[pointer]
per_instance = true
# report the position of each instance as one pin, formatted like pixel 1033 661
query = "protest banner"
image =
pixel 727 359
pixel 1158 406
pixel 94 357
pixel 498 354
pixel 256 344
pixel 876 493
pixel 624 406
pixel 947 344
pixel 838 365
# # # #
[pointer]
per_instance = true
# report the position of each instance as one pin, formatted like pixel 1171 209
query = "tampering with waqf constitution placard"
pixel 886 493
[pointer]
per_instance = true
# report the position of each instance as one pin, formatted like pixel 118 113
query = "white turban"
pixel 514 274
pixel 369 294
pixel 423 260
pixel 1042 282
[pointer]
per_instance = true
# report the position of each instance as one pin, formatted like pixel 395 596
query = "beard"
# # # #
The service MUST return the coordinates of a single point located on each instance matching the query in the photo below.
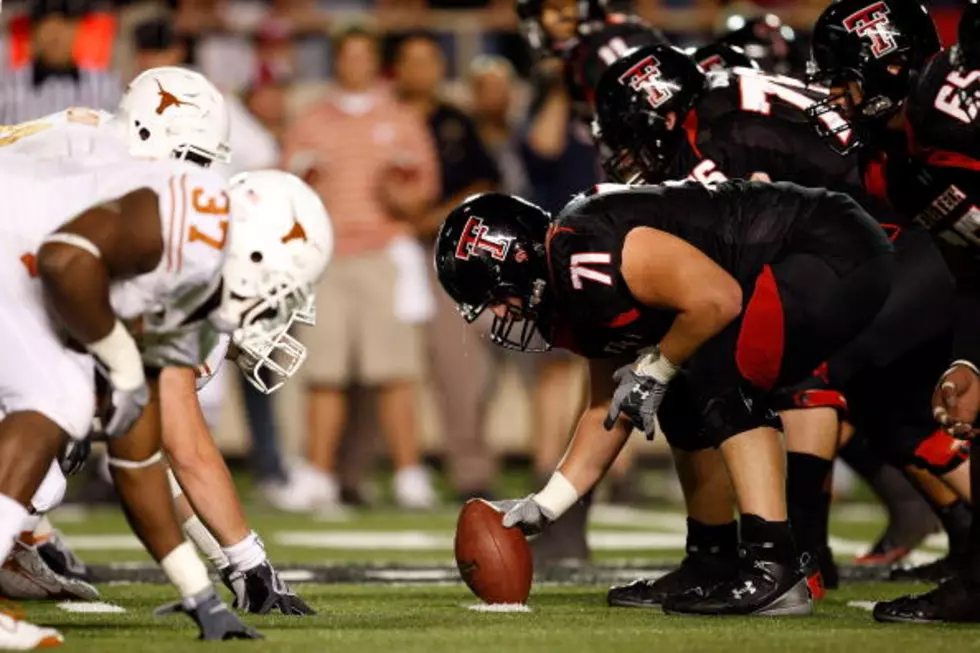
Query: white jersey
# # # #
Given request
Express the stretch of the records above from the line containing "The service MUST" through the line containing "Query: white jersey" as a Markdown table with the columns Line No. and Text, giving each line its row number, skipping blank lines and leaving out the pictures.

Task output
| Line No. | Text |
|---|---|
| 1 | The service MUST return the coordinates of a single point located on each instance matching the query in the photo below. |
| 2 | Query: white jersey |